* _Given exercise_
Please quote the material exactly, every line of it.

--- Records provided ---

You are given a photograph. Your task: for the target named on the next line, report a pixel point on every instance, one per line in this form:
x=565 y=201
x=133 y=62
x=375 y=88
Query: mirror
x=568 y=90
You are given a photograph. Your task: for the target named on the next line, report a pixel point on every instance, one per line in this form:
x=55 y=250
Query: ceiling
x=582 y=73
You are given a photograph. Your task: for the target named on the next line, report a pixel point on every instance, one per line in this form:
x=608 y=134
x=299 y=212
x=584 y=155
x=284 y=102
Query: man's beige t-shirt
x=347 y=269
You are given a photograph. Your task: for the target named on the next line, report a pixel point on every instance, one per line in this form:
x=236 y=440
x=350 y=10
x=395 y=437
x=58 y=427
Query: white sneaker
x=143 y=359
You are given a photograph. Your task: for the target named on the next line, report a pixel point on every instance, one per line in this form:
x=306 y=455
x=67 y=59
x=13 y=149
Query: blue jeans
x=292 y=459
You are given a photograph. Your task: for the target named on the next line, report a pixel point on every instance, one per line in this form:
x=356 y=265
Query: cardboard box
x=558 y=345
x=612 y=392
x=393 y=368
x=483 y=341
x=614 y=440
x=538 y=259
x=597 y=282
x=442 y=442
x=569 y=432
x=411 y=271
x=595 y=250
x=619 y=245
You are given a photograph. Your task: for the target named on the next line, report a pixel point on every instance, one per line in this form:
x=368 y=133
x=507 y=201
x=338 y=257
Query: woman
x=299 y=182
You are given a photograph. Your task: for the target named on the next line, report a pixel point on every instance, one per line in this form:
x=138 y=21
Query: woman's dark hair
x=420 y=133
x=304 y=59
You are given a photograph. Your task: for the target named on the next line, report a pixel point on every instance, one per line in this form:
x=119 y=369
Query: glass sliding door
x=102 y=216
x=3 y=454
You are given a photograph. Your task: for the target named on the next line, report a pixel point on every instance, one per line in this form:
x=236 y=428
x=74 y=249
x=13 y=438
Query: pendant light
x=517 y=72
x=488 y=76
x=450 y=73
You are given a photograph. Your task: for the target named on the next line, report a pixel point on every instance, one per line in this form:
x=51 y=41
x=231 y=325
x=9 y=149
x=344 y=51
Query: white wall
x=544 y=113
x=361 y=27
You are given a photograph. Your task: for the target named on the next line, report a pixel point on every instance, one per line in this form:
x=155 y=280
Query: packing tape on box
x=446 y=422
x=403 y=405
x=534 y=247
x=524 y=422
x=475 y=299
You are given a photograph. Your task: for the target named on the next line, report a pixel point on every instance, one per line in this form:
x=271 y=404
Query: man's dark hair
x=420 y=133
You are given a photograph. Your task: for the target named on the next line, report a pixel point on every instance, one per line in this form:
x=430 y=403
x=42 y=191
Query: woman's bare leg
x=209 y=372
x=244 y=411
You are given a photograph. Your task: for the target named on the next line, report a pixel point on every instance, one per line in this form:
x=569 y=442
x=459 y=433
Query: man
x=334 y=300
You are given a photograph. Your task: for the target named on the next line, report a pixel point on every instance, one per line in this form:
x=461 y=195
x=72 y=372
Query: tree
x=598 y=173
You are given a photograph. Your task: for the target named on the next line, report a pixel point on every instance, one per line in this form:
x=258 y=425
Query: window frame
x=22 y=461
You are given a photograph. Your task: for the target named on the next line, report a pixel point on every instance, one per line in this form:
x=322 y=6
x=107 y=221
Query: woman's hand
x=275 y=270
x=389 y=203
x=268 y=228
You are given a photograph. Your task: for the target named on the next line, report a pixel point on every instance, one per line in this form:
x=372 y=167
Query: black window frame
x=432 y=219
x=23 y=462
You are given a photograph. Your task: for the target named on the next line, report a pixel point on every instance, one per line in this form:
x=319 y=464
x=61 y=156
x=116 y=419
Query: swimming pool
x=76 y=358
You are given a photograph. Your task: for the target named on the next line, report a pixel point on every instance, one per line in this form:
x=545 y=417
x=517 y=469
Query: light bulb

---

* _Worked answer_
You are given a photograph. Your task: for the target named on the next line, report a pixel point on every instance, one per line in this form:
x=565 y=201
x=133 y=62
x=375 y=88
Query: mirror
x=568 y=90
You are given a photograph. Your task: for the target named on the next line, report a pixel point on every instance, one per line in this form:
x=55 y=250
Query: ceiling
x=582 y=73
You are given a photograph. Your task: for the target named on the next line, report a pixel point on every instance, one per line in this form:
x=608 y=134
x=299 y=212
x=584 y=155
x=284 y=102
Query: man's beige t-shirt
x=347 y=269
You are given a photograph. Your task: for the target named on the next line, report a pixel point on every instance, one per line in this form:
x=236 y=440
x=350 y=10
x=395 y=437
x=58 y=427
Query: white sneaker
x=143 y=359
You are given a photograph. Your task: for the target named on the next line, report a pixel point on every instance, one per line in this form:
x=306 y=455
x=67 y=59
x=13 y=149
Query: blue jeans
x=292 y=459
You are given a photograph. Your task: for the target named on the next line, report a pixel point on every instance, one per line in this form:
x=356 y=265
Query: cardboard box
x=558 y=345
x=612 y=392
x=393 y=368
x=483 y=341
x=614 y=440
x=538 y=259
x=597 y=282
x=442 y=442
x=569 y=432
x=411 y=271
x=595 y=250
x=619 y=245
You are given a photograph. Your task: for the target named on the next line, report a pixel point on every instance, one per line in this form:
x=368 y=133
x=507 y=201
x=338 y=257
Query: woman
x=299 y=182
You are given a photograph. Your task: for the target named on the next line, report a pixel point on every instance, one per line in this form:
x=138 y=21
Query: woman's dark hair
x=420 y=133
x=304 y=59
You are given a photograph. Your task: for the target named on the next line, report a pixel point on every instance, one per line in this form:
x=119 y=369
Query: glass sliding door
x=102 y=216
x=3 y=454
You are given a photograph. Your task: for the target named on the next line, report a pixel point on every instance, one per line in this form:
x=236 y=428
x=74 y=249
x=13 y=438
Query: pendant light
x=517 y=72
x=488 y=76
x=450 y=73
You are given a photograph. Your task: for the target named on the next line, report a pixel point on every instance, one per line in this form:
x=51 y=41
x=231 y=325
x=9 y=149
x=344 y=51
Query: white wall
x=544 y=113
x=361 y=27
You are given a photograph. Your task: for the target named on the next line, report a pixel point on every instance, one per line in this form:
x=155 y=280
Query: packing tape on box
x=446 y=422
x=403 y=405
x=534 y=247
x=524 y=422
x=475 y=299
You are given a photograph. Your task: for the target named on the next line, report a pixel point on every instance, one per line in this form:
x=271 y=404
Query: man's dark hair
x=420 y=133
You are given a photograph. Your task: for the target named on the next line, report a pixel point on every instance, one per line in this form:
x=430 y=403
x=42 y=191
Query: woman's bare leg
x=209 y=372
x=244 y=411
You are given a photograph. Your task: for the target named on the next line, report a pixel point on every instance, one per line in this form:
x=569 y=442
x=459 y=433
Query: man
x=334 y=300
You are given a photograph. Your task: for the target named on the next line, report a pixel point on every instance, one per line in this form:
x=461 y=195
x=72 y=372
Query: tree
x=598 y=173
You are given a photograph. Your task: for the target named on the next line, report a pixel point on every instance, one per line in this form:
x=258 y=425
Query: window frame
x=22 y=461
You are given a photograph. Your task: for the target named on the next line, report a pixel point on every instance, one per line in this form:
x=322 y=6
x=107 y=221
Query: woman's hand
x=275 y=270
x=389 y=203
x=268 y=228
You are given a photograph. Your task: for the target named on the next line, report a pixel point on every instance, one per line in this form:
x=372 y=167
Query: black window frame
x=432 y=219
x=23 y=462
You are given a photograph. Your task: for the target named on the next line, report a pixel point on every instance, one per line in this form:
x=319 y=464
x=61 y=156
x=116 y=419
Query: swimming pool
x=76 y=358
You are given a photograph. Your task: for the target named on the next line, report a pixel point on every instance, one per line in this form:
x=545 y=417
x=517 y=469
Query: light bulb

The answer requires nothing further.